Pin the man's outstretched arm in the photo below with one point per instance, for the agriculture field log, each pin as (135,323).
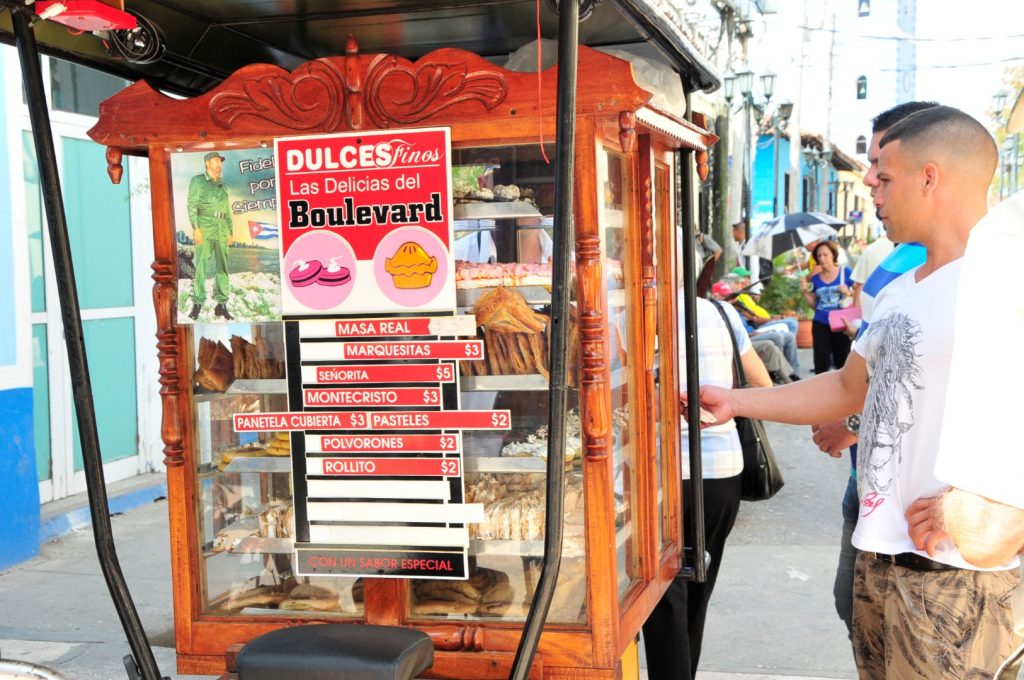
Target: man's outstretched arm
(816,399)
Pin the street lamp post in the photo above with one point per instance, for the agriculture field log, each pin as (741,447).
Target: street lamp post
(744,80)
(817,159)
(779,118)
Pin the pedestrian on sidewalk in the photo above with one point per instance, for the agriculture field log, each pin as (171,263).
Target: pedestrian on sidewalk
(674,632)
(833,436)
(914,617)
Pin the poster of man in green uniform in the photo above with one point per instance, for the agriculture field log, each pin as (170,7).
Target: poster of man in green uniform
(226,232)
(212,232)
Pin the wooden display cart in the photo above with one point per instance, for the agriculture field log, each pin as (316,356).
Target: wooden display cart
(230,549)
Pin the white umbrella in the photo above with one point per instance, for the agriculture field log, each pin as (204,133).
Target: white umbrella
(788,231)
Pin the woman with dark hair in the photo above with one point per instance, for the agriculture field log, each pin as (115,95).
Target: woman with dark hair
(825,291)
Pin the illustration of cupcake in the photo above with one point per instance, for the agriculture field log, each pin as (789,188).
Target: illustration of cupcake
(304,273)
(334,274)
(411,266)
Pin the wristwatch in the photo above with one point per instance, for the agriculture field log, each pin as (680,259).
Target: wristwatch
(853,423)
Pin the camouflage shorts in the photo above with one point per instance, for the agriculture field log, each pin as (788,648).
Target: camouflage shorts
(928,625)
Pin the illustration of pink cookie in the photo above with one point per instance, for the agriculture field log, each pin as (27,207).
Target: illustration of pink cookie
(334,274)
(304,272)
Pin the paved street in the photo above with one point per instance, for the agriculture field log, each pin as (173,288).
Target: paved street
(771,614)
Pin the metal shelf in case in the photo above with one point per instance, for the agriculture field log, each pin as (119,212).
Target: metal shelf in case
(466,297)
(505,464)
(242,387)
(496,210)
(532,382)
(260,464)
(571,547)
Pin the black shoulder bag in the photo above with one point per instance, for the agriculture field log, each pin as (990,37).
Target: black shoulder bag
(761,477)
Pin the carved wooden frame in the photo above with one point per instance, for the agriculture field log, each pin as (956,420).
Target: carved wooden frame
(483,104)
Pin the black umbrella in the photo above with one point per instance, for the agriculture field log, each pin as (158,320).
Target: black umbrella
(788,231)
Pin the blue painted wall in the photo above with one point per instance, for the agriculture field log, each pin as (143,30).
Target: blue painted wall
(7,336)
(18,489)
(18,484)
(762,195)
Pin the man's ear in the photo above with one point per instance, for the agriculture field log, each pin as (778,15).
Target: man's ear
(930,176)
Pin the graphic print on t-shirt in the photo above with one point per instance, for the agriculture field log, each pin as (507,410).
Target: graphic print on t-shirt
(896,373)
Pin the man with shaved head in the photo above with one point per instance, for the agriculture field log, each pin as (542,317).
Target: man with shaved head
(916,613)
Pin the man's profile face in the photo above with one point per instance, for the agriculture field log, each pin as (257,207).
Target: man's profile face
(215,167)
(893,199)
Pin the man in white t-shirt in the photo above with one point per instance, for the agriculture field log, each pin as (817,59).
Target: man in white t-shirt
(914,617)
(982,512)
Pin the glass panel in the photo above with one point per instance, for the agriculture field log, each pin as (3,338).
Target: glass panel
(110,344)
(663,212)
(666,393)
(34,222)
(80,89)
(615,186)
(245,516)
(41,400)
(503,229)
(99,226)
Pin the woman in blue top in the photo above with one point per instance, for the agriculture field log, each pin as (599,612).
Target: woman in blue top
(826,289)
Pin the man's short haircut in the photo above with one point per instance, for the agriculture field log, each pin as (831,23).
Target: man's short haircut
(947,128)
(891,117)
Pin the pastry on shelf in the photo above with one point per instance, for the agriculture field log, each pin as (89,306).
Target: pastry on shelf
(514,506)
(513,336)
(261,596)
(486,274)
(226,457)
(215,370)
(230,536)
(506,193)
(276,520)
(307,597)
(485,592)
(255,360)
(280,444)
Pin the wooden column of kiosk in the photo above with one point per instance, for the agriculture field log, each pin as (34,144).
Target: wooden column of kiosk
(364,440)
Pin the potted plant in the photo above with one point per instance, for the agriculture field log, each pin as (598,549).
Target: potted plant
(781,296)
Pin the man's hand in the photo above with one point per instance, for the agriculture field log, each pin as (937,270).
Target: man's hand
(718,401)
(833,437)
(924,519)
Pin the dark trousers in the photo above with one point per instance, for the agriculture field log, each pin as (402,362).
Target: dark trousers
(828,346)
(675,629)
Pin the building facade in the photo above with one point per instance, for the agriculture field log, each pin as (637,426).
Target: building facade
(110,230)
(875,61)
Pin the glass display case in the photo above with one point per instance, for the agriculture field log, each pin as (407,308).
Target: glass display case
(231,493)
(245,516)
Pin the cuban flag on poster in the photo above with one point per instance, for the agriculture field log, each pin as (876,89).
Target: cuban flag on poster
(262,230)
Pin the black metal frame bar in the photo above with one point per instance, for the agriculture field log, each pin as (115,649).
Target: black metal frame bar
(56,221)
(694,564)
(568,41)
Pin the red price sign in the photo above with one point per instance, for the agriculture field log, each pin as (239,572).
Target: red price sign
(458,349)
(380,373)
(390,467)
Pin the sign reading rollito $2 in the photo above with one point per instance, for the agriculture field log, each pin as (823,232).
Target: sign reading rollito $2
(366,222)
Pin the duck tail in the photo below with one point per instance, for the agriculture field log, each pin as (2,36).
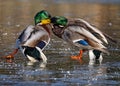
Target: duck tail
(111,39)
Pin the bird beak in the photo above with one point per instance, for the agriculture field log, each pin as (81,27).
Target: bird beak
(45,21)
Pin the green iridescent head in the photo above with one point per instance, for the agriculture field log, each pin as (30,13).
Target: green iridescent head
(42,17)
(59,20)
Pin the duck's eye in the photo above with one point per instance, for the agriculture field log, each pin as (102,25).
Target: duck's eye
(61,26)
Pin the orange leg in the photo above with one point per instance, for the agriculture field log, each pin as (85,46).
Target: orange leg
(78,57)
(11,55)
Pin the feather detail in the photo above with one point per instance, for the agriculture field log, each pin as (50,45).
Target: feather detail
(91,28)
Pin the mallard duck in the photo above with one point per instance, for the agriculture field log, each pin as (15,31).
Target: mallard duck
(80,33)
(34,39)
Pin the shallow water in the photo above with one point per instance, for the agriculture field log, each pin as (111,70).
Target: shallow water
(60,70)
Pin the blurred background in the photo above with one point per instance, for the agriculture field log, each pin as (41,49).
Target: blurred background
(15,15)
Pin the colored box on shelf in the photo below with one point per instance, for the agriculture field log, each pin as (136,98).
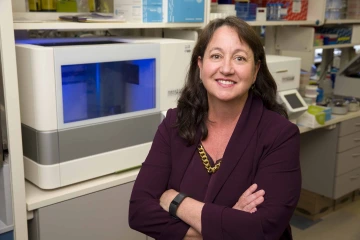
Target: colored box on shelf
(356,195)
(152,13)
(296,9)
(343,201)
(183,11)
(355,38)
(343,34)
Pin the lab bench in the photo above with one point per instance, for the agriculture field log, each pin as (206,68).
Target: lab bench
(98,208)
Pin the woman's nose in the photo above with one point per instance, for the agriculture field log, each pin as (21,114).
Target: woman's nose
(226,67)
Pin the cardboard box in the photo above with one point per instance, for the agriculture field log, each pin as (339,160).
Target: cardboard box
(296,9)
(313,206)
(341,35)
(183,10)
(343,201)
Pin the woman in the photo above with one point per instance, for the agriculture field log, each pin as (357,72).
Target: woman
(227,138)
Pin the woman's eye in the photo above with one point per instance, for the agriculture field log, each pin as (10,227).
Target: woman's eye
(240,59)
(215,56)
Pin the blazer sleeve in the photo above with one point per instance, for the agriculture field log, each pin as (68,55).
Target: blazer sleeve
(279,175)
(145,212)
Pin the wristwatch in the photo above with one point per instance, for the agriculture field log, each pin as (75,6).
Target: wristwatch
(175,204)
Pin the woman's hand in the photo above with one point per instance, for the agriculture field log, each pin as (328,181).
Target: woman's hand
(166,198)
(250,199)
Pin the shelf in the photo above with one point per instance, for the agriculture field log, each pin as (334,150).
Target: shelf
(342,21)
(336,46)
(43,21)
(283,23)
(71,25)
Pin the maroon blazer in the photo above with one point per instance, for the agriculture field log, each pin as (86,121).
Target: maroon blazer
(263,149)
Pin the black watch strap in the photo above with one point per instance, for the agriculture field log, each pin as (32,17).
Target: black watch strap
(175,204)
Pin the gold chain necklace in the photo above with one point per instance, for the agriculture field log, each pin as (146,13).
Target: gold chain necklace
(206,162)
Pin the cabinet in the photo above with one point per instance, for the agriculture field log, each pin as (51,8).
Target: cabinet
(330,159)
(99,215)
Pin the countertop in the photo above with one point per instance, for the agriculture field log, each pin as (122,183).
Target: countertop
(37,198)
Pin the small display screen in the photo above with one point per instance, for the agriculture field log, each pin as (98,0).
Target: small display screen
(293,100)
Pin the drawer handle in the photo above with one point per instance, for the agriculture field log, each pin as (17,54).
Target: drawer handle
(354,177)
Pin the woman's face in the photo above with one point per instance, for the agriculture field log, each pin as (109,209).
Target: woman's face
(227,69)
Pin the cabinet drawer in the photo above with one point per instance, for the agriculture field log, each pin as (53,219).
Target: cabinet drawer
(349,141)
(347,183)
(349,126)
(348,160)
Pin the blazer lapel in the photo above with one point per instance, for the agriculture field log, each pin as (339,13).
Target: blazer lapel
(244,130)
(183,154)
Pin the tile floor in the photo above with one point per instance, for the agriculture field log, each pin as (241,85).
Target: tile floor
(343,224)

★ ★ ★ ★ ★ ★ ★

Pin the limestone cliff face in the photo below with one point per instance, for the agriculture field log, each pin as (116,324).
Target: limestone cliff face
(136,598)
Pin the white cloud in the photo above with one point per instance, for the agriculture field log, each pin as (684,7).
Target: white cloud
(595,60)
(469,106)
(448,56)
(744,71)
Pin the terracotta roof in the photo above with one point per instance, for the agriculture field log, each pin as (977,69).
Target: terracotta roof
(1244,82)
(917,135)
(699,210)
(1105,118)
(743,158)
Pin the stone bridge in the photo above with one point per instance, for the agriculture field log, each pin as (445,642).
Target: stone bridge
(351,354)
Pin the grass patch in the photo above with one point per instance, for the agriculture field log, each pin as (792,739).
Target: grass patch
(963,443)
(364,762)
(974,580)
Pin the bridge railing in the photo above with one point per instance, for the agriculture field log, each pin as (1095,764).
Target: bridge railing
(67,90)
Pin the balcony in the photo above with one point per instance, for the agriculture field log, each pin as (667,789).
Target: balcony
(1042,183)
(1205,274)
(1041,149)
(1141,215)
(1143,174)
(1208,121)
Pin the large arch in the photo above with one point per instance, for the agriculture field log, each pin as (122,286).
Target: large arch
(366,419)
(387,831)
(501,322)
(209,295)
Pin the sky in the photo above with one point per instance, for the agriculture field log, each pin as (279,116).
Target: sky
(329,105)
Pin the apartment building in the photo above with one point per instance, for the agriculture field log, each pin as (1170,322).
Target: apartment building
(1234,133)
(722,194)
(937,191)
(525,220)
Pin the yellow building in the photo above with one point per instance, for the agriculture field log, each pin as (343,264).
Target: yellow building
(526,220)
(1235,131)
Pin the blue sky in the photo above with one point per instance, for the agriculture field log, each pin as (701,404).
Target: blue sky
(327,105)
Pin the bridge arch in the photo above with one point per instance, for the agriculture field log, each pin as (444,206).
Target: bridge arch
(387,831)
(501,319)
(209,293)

★ ★ ★ ★ ★ ★ ★

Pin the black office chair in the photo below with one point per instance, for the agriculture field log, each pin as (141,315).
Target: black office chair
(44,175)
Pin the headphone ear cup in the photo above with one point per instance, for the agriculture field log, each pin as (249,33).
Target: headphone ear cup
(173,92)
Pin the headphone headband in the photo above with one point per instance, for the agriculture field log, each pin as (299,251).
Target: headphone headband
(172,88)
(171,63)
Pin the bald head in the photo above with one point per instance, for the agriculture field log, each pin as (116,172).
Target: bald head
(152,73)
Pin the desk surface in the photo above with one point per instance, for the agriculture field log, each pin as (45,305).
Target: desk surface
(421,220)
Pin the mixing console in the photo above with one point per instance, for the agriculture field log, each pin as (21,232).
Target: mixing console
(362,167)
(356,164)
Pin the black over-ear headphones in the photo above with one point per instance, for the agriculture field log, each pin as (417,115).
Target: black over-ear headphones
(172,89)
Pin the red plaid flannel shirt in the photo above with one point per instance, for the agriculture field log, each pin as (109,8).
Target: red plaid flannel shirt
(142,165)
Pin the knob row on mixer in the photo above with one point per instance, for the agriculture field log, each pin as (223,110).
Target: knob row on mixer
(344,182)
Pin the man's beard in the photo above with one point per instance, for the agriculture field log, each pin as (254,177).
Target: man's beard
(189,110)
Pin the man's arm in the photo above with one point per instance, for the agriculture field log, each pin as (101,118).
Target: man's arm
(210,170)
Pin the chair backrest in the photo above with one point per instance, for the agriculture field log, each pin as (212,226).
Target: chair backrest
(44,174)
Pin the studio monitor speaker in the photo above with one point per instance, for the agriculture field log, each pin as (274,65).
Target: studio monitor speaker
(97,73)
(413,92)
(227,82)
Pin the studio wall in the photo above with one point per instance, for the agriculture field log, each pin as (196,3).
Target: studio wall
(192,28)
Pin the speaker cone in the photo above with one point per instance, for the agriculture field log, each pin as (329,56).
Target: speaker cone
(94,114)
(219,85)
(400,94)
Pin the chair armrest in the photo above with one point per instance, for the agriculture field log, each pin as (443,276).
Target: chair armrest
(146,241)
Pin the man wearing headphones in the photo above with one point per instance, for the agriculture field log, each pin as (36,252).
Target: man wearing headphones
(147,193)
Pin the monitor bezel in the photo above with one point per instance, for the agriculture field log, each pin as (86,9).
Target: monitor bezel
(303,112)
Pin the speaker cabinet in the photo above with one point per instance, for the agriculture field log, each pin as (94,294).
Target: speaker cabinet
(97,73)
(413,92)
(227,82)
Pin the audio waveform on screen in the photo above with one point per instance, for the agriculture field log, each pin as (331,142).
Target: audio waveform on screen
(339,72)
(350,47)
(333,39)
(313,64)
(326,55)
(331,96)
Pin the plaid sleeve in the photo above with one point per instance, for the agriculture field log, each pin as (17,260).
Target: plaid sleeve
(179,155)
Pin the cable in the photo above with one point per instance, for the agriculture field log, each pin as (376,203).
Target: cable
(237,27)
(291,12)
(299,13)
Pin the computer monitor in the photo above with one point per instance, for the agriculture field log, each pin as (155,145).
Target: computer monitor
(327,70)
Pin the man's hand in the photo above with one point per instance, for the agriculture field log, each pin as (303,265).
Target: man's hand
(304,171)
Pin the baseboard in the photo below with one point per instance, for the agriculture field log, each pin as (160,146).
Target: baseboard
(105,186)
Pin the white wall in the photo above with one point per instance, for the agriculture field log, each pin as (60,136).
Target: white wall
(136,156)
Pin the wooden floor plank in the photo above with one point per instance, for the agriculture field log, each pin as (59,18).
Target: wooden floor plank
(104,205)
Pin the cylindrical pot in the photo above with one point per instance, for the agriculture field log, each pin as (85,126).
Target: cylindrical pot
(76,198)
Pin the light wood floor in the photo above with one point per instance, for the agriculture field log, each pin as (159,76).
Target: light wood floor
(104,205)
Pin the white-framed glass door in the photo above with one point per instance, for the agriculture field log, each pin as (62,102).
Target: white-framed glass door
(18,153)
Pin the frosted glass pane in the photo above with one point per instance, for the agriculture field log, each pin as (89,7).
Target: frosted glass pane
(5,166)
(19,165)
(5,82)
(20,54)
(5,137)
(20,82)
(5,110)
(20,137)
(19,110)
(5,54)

★ ★ ★ ★ ★ ★ ★

◆ WHAT THE TASK REQUIRES: Collect every line from the material above that contains the string "trousers", and list those lines in their original order.

◆ RESPONSE BELOW:
Pin the dark trousers in the photo above with one point per instance, for the agriculture field log, each pin as (402,362).
Target: dark trousers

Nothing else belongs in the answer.